── EXTRACTED RECORDS
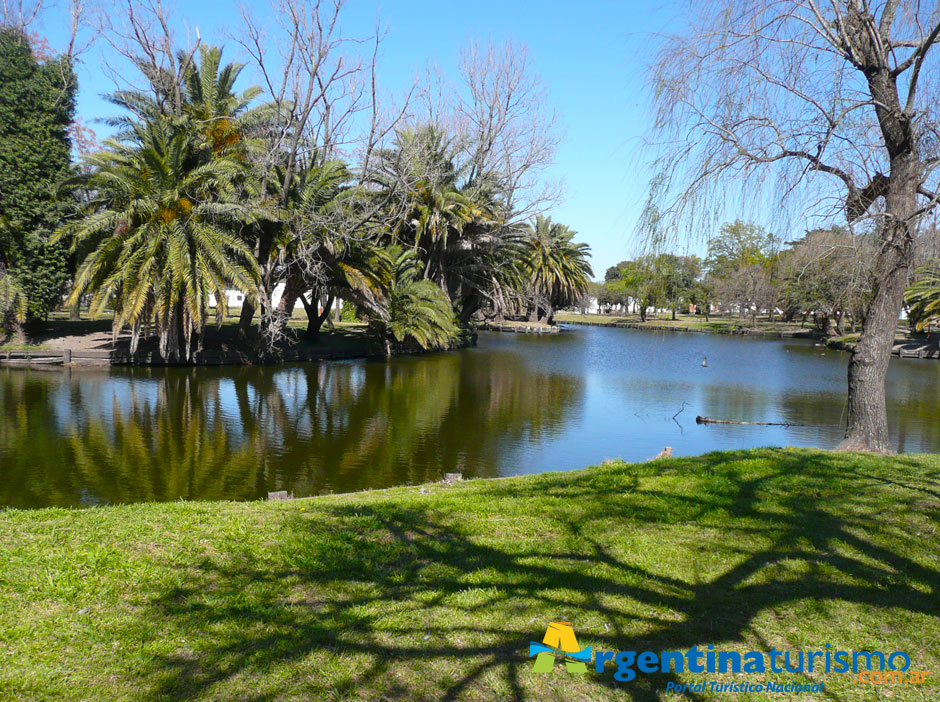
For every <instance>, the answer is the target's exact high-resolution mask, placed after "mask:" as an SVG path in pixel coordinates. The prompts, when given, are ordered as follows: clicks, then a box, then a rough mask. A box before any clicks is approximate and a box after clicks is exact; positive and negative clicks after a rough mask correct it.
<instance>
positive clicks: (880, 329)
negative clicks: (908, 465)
mask: <svg viewBox="0 0 940 702" xmlns="http://www.w3.org/2000/svg"><path fill="white" fill-rule="evenodd" d="M890 200H891V198H889V203H890ZM910 202H911V203H912V204H913V203H914V202H915V196H914V193H913V192H911V193H910ZM912 209H913V208H912ZM889 211H890V204H889ZM889 216H890V215H889ZM885 226H886V228H887V232H886V234H887V235H886V236H885V239H886V240H887V243H886V245H885V246H882V248H881V251H880V252H879V254H878V257H877V259H876V260H875V274H874V291H873V292H874V294H873V296H872V302H871V306H870V307H869V308H868V313H867V314H866V315H865V321H864V322H863V324H862V334H861V337H860V338H859V340H858V344H856V345H855V348H854V349H853V351H852V358H851V360H850V361H849V403H848V412H847V420H848V423H847V426H846V432H845V439H844V440H843V441H842V443H841V444H839V448H840V449H842V450H846V451H876V452H879V453H891V452H892V448H891V442H890V439H889V437H888V414H887V410H886V407H885V376H886V375H887V373H888V363H889V361H890V360H891V349H892V348H893V346H894V335H895V332H896V331H897V327H898V318H899V317H900V314H901V306H902V305H903V302H904V290H905V288H906V287H907V276H908V270H909V268H910V260H911V250H912V248H913V233H912V232H911V229H910V225H909V224H908V223H907V222H906V221H905V220H904V219H901V218H893V219H891V220H890V221H888V222H886V224H885Z"/></svg>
────
*WORK ITEM*.
Rewrite the items above as a numbered list of their lines, dropping any blank lines and leaving out the picture.

*RESPONSE TO THIS EXERCISE*.
1. For every <instance>, the answer is the target's exact high-resolution mask, placed after "mask:" as an SVG path in pixel coordinates. The prompts, when given, are ordered as follows: clicks, then a box, then a rough mask. A box before any clicks is approximate and a box after clicks is exact; positive and negative clicks after a rough mask correct it.
2. <instance>
3. positive clicks: (880, 329)
4. negative clicks: (908, 465)
5. mask: <svg viewBox="0 0 940 702" xmlns="http://www.w3.org/2000/svg"><path fill="white" fill-rule="evenodd" d="M890 200H891V198H889V203H890ZM910 202H911V203H912V204H913V203H914V202H915V196H914V193H913V192H911V193H910ZM912 209H913V208H912ZM889 211H890V204H889ZM889 216H890V215H889ZM885 226H886V228H887V232H886V234H887V235H886V236H885V239H886V240H887V243H886V245H885V246H882V248H881V251H880V252H879V254H878V257H877V259H876V260H875V274H874V291H873V292H874V294H873V296H872V302H871V306H870V307H869V308H868V313H867V314H866V315H865V321H864V322H863V324H862V334H861V337H860V338H859V340H858V344H856V345H855V348H854V349H853V351H852V358H851V360H850V361H849V403H848V412H847V420H848V423H847V426H846V432H845V439H844V440H843V441H842V443H841V444H839V448H840V449H842V450H846V451H876V452H879V453H891V452H892V448H891V442H890V439H889V437H888V414H887V410H886V407H885V376H886V375H887V373H888V363H889V361H890V360H891V349H892V348H893V346H894V335H895V332H896V331H897V327H898V318H899V317H900V314H901V306H902V305H903V302H904V290H905V288H906V287H907V276H908V270H909V268H910V260H911V250H912V248H913V233H912V232H911V229H910V225H909V224H908V223H907V222H906V221H905V220H904V219H901V218H893V219H891V220H890V221H888V222H886V224H885Z"/></svg>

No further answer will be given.